» What the exercise asks
Once you reach the line containing "[tag] shoreline (a point for each instance)" in the entries below, write out that line and each one after it down to the line containing "[tag] hillside covered", exactly and with nothing added.

» Exercise inputs
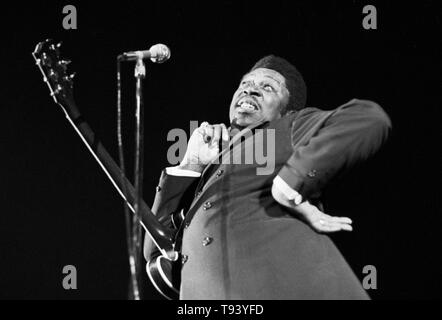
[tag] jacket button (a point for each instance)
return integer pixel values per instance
(207, 205)
(312, 173)
(207, 241)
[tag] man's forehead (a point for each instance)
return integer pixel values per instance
(266, 73)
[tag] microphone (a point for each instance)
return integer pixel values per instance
(158, 53)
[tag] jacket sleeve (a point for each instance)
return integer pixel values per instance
(174, 193)
(345, 136)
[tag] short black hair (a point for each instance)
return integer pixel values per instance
(293, 79)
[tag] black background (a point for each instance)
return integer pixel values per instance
(60, 209)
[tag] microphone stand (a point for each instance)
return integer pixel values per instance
(140, 74)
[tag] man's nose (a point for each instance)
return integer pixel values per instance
(252, 90)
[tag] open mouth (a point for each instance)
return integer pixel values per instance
(247, 105)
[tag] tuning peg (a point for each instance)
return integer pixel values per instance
(45, 60)
(64, 62)
(53, 75)
(57, 90)
(70, 77)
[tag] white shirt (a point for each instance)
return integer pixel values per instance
(278, 182)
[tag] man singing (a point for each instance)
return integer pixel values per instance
(261, 236)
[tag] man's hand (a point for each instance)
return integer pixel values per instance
(319, 221)
(203, 146)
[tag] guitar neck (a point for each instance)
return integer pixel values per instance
(160, 235)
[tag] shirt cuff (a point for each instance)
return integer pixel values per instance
(175, 171)
(290, 193)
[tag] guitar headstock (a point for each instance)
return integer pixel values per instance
(54, 70)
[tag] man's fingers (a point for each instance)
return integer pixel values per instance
(217, 131)
(225, 132)
(328, 225)
(342, 220)
(208, 133)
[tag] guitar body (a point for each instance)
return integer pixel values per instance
(165, 275)
(164, 269)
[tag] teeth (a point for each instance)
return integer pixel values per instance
(247, 105)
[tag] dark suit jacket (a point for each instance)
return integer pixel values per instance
(239, 242)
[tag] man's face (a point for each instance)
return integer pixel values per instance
(261, 95)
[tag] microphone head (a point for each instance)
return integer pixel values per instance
(159, 53)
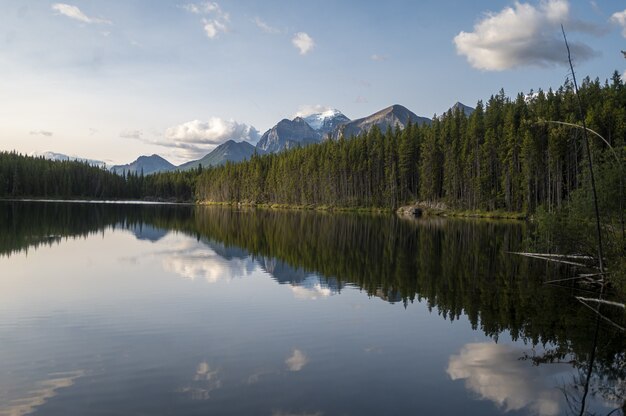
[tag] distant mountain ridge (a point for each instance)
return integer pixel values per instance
(145, 164)
(61, 156)
(326, 121)
(467, 110)
(288, 134)
(229, 151)
(393, 116)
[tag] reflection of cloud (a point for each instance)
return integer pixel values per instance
(496, 373)
(39, 396)
(311, 293)
(204, 382)
(297, 360)
(192, 260)
(256, 377)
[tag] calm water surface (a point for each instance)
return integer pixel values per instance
(122, 309)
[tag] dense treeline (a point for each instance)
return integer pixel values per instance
(24, 176)
(503, 156)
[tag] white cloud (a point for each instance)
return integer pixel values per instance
(131, 134)
(303, 42)
(523, 35)
(75, 13)
(620, 19)
(206, 7)
(213, 131)
(378, 58)
(264, 26)
(495, 372)
(216, 21)
(40, 133)
(196, 138)
(297, 360)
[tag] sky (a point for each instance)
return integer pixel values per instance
(113, 80)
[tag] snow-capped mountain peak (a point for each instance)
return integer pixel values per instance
(316, 120)
(326, 120)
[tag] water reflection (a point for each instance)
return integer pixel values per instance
(191, 260)
(456, 270)
(37, 396)
(297, 360)
(204, 382)
(495, 372)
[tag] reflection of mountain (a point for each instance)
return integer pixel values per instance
(148, 232)
(458, 268)
(197, 260)
(283, 273)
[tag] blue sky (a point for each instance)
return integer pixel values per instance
(112, 80)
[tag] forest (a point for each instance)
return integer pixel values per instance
(508, 155)
(505, 156)
(35, 177)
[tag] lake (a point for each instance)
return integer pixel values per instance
(181, 310)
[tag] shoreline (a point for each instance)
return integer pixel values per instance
(407, 211)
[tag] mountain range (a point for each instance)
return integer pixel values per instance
(61, 156)
(287, 134)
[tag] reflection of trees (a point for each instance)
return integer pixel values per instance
(459, 268)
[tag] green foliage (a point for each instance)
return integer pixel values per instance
(502, 157)
(36, 177)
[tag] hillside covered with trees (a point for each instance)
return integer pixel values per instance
(35, 177)
(503, 156)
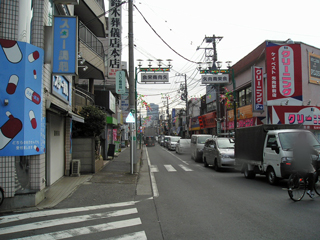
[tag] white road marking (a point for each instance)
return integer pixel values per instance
(177, 157)
(18, 217)
(64, 221)
(154, 168)
(185, 168)
(170, 168)
(131, 236)
(153, 179)
(86, 230)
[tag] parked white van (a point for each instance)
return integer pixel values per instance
(197, 144)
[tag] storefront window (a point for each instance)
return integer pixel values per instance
(242, 97)
(248, 96)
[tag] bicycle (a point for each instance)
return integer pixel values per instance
(298, 184)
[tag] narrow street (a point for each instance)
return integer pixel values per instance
(191, 202)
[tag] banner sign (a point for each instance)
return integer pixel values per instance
(314, 68)
(208, 120)
(62, 88)
(120, 82)
(284, 77)
(22, 127)
(307, 116)
(114, 40)
(214, 78)
(65, 42)
(155, 77)
(257, 87)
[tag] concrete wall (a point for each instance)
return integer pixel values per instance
(83, 149)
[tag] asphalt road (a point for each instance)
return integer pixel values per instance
(188, 201)
(195, 202)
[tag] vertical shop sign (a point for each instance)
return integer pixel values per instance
(114, 42)
(284, 77)
(65, 32)
(257, 83)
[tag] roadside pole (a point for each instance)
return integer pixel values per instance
(131, 90)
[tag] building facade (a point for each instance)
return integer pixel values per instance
(52, 87)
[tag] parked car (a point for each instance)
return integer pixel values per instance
(150, 141)
(172, 142)
(165, 141)
(183, 146)
(197, 144)
(219, 152)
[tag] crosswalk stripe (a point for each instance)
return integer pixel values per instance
(170, 168)
(18, 217)
(86, 230)
(185, 168)
(63, 221)
(154, 168)
(131, 236)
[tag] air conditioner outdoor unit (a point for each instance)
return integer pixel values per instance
(75, 168)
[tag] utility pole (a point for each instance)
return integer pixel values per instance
(211, 54)
(184, 96)
(132, 96)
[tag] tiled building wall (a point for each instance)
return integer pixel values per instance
(68, 154)
(9, 10)
(9, 14)
(7, 175)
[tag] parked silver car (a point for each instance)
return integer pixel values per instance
(196, 145)
(219, 152)
(172, 142)
(183, 146)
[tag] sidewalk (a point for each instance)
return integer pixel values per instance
(114, 172)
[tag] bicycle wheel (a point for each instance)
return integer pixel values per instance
(317, 183)
(296, 187)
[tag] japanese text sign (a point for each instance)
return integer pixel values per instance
(307, 116)
(22, 127)
(120, 82)
(65, 50)
(257, 85)
(155, 77)
(114, 40)
(284, 72)
(214, 78)
(314, 68)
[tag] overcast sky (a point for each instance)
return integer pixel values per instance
(183, 25)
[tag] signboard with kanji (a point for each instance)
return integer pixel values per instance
(155, 77)
(114, 41)
(214, 78)
(257, 87)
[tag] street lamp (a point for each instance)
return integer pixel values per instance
(234, 96)
(186, 99)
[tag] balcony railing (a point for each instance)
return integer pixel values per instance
(82, 98)
(88, 38)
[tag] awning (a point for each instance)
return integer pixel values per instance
(76, 117)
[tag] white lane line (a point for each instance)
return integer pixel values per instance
(131, 236)
(154, 168)
(64, 221)
(177, 157)
(153, 179)
(86, 230)
(170, 168)
(18, 217)
(185, 168)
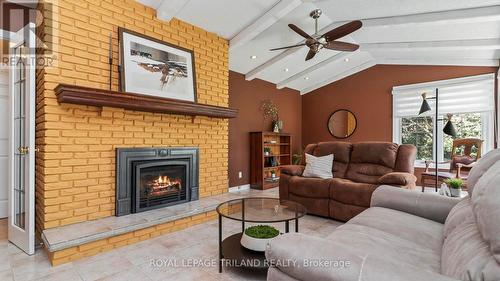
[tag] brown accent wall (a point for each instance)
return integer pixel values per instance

» Task result
[tag] shoreline (a point for each instance)
return integer pixel values per instance
(407, 211)
[tag] mountain range (a point for each instance)
return integer pixel values per instance
(61, 156)
(287, 134)
[tag] reflection of trees (a point for each instance)
return integer pixel values per instance
(459, 268)
[tag] green foliage (a point for each instance)
return integer pixel values per instance
(502, 157)
(36, 177)
[tag] hillside covered with trees (a point for each instance)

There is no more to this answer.